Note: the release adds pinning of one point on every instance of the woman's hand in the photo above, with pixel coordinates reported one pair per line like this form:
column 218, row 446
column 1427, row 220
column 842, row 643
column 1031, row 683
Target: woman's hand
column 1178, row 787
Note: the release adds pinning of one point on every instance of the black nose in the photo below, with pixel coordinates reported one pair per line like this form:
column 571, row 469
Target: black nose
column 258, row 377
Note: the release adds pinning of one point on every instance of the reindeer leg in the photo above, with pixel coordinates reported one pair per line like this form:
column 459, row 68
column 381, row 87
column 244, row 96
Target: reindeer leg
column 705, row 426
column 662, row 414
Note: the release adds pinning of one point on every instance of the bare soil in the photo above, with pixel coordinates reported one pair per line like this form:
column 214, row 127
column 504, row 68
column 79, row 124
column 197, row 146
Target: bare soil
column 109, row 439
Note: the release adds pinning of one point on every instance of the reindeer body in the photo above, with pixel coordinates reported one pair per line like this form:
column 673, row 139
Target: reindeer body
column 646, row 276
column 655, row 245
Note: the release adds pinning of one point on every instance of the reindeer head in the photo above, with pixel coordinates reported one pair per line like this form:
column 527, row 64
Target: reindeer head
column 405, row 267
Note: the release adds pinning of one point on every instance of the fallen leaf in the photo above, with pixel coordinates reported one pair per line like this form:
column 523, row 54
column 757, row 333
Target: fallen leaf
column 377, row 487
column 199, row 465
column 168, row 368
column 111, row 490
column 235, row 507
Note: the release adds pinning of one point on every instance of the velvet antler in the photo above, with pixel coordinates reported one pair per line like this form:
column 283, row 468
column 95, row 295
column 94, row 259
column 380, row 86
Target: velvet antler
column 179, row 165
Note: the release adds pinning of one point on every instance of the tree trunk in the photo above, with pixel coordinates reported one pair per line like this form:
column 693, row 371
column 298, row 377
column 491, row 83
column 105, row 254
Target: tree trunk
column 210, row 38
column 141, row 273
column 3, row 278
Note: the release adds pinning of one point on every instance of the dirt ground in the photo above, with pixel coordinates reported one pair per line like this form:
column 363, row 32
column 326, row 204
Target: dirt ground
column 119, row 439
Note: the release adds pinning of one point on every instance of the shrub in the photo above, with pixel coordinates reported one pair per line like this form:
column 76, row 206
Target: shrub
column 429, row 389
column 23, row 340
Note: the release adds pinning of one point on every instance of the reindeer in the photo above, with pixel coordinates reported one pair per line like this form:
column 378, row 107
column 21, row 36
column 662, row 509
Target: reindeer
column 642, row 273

---------------

• **Directions**: Lay out all of the lines above as a JSON list of strings, with one string per line and blank lines left out.

• **Answer below**:
[
  "Note: the release adds pinning of one point on every instance of the woman's hand in the photo above, with pixel coordinates reported one pair per line like this form:",
  "column 218, row 446",
  "column 1427, row 220",
  "column 842, row 643",
  "column 1031, row 683",
  "Target: woman's hand",
  "column 1178, row 787",
  "Note: the release adds pinning of one point on every instance of the black nose in the photo below, with pixel coordinates reported one pair per line like this form:",
  "column 571, row 469",
  "Target: black nose",
  "column 258, row 377",
  "Note: the release adds pinning of one point on every instance of the reindeer leg in the photo above, with pixel coordinates reported one pair per line like this form:",
  "column 459, row 68",
  "column 381, row 87",
  "column 244, row 96",
  "Target: reindeer leg",
  "column 705, row 426",
  "column 662, row 414",
  "Note: the release adds pinning of one point on every instance of the bare soil in the photo above, with pixel coordinates reported one pair per line like this form:",
  "column 214, row 127",
  "column 504, row 68",
  "column 79, row 124",
  "column 197, row 146",
  "Target: bare soil",
  "column 109, row 439",
  "Note: the release adds pinning of one point on every instance of the reindeer body in the photo above, with pixel coordinates reported one pair per line like this form:",
  "column 673, row 139",
  "Target: reindeer body",
  "column 646, row 276",
  "column 655, row 245",
  "Note: the release adds pinning of one point on every instance of the reindeer head in the photo above, with pixel coordinates reported one pair per line like this form:",
  "column 527, row 64",
  "Target: reindeer head",
  "column 405, row 267",
  "Note: the release adds pinning of one point on every instance of the fallen leaf in the photo above, with pixel coordinates reported one pair per line like this form:",
  "column 523, row 54",
  "column 757, row 333",
  "Target: fallen leaf",
  "column 377, row 487",
  "column 199, row 465",
  "column 168, row 368",
  "column 111, row 490",
  "column 235, row 507",
  "Note: the release adds pinning of one point on every instance of the velvet antler in the photo above, with pixel coordinates reported one pair per line like this form:",
  "column 283, row 468",
  "column 95, row 295",
  "column 94, row 259",
  "column 380, row 86",
  "Target: velvet antler",
  "column 179, row 165",
  "Note: the release adds pinning of one point on every instance of the tree trunk in the photo above, with pixel coordinates reported one pair per line like this form:",
  "column 693, row 371",
  "column 298, row 377",
  "column 491, row 83",
  "column 105, row 254",
  "Target: tree trunk",
  "column 210, row 38",
  "column 141, row 273",
  "column 3, row 278",
  "Note: the release adds pinning of one point on every instance of the dirt ground in the photo above, with pixel coordinates reported one pair per line like this form:",
  "column 363, row 32",
  "column 326, row 204",
  "Target: dirt ground",
  "column 119, row 439",
  "Note: the release adds pinning of one point on every instance of the shrub in the photo above, with pixel coordinates reported one pair per line like this form:",
  "column 76, row 206",
  "Target: shrub",
  "column 429, row 389",
  "column 23, row 340",
  "Note: the release adds pinning of one point on every instance of the reindeer in the photo above, with pixel coordinates reported one pair per line like this form:",
  "column 378, row 107",
  "column 21, row 36",
  "column 662, row 509",
  "Target: reindeer",
  "column 642, row 273"
]